— Begin Given text —

The 93rd edition of the Giro d’Italia in 2010 will start in the Netherlands on May 8 before embarking on a 3,416.5km journey around the Italian peninsula and ending in Verona on May 30.
That was the course unveiled in Milan on Saturday with 21 stages and plenty of tough climbs.
Reigning champion Denis Menchov, the Russian Rabobank rider, was among the guests at the official presentation alongside former winner Damiano Cunego and Italian stars of the past such as Mario Cipollini.
The opening stage will be a short 8.4km time trial (TT) around Amsterdam which will also host the start of the next two stages, ending in Utrecht and then Middleburg before the riders take an early break with the first rest day and a flight to Italy before recommencing in Savigliano with a 32.5km team time trial.
There will be two more individual time trials with a tough 12.9km uphill TT to Plan de Corones on the 16th stage, following the second rest day. Giro organizers felt the final stage time trial in 2009 proved to be a success, so they are repeating the formula, closing out the the three-week race with a 15.3km TT around Verona.
It will be the ninth time the Giro has begun outside of Italy and second time it does so in the Netherlands. The first foreign start was in 1965 in San Marino.
The highest point of the Tour will be the Passo Gavia on the 20th and penultimate stage at 2,618m above sea level with some parts reaching a grueling 15 percent gradient.
There will also be an emotional finish in L’Aquila, the capital of the Abruzzo region hit by a tragic earthquake in April, at the end of the 11th and longest stage counting 256km from Lucera.
There are also stages that pay homage to Italy’s two greatest cycling stars Fausto Coppi and Gino Bartali.
The fifth stage will end at Novi Ligure, where Coppi found his first job as a helper in a delicatessen while the seventh stage from Carrara to Montalcino is dedicated to his great rival Bartali.
The Mortirolo pass makes its return to the Tour of Italy and has once again been nominated the ‘Pantani Mountain’ – every year one climb in the Giro is dedicated to the now deceased Marco ‘The Pirate’ Pantani, winner of the Giro in 1998 and much loved by the Italian public despite doping allegations throughout his career.

— End Given text —

__Required task__
Using the Giro d'Italia text, list every time trial on the 2010 course, with its length and location.

— Begin Dataset —

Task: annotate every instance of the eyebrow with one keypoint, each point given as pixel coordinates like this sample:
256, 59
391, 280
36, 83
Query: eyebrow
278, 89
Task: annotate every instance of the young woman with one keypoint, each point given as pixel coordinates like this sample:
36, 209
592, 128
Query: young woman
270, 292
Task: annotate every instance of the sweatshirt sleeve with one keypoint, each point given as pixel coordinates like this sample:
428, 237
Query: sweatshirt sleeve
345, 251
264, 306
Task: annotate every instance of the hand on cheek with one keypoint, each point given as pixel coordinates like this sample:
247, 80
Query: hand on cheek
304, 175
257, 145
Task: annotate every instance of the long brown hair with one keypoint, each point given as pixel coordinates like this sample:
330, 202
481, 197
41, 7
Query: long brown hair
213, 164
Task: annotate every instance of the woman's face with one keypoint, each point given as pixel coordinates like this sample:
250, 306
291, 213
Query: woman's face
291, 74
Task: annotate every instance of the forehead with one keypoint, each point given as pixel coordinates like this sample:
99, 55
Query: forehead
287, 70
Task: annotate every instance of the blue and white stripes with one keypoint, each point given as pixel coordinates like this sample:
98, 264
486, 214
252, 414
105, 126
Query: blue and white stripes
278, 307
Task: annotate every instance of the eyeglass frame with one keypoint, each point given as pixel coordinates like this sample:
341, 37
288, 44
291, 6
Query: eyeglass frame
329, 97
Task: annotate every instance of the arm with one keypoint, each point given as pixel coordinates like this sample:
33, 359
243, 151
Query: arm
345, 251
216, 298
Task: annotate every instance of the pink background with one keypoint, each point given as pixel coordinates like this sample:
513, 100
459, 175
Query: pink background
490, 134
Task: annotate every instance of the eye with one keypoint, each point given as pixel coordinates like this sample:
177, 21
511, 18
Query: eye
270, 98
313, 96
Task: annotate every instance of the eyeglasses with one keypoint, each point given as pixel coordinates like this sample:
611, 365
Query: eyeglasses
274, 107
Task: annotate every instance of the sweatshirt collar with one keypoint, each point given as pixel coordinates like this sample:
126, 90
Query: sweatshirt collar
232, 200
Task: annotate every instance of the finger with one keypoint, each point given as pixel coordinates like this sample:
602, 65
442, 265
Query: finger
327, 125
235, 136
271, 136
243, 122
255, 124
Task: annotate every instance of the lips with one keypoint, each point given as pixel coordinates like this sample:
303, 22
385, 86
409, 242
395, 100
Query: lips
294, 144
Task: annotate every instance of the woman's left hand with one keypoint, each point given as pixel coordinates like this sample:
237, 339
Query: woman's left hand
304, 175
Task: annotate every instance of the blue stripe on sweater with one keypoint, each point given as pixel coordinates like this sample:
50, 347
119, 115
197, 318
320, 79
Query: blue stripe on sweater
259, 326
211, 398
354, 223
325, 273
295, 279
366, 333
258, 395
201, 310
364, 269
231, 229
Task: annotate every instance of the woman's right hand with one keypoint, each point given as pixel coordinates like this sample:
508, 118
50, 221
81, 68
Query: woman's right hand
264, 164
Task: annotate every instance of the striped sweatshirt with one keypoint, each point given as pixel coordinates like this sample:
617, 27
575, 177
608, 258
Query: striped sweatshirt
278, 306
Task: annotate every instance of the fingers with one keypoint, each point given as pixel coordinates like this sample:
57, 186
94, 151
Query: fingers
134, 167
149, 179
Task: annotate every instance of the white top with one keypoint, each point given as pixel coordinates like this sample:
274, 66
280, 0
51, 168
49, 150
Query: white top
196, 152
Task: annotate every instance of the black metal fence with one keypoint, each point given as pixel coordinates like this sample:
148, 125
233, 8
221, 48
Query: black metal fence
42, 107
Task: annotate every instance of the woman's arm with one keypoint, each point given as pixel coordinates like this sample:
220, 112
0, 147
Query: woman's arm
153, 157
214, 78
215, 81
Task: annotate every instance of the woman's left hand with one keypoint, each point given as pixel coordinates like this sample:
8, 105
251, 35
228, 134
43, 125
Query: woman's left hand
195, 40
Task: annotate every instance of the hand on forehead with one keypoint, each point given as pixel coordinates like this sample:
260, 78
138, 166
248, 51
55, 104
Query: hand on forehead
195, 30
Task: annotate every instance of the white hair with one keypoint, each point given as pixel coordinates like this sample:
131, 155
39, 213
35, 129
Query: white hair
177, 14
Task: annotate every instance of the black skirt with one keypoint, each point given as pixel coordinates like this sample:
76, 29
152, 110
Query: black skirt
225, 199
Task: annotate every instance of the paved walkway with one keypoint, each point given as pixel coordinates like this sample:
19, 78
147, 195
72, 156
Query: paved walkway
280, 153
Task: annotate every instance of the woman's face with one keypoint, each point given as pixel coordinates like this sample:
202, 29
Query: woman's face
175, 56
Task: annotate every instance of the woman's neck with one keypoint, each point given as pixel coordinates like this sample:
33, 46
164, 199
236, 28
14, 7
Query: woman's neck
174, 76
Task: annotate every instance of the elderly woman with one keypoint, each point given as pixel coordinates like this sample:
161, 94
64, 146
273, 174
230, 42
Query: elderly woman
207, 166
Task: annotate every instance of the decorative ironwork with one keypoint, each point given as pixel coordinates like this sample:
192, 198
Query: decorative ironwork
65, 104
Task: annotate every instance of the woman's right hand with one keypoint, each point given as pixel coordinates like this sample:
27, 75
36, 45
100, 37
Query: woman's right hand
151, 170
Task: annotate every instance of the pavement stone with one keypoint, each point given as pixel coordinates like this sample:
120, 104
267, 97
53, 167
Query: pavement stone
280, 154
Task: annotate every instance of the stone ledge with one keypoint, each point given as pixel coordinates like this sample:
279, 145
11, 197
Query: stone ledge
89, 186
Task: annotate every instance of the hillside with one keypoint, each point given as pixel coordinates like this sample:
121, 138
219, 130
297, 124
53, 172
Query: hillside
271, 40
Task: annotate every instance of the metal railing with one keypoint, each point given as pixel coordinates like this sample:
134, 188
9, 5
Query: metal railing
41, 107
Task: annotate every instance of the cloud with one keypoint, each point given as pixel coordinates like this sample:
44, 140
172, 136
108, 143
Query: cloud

— End Dataset —

__Right answer__
The 2010 course has four time trials:
- The opening stage is an 8.4km time trial around Amsterdam.
- After the flight to Italy, the race resumes in Savigliano with a 32.5km team time trial.
- The 16th stage is a 12.9km uphill time trial to Plan de Corones.
- The final stage is a 15.3km time trial around Verona.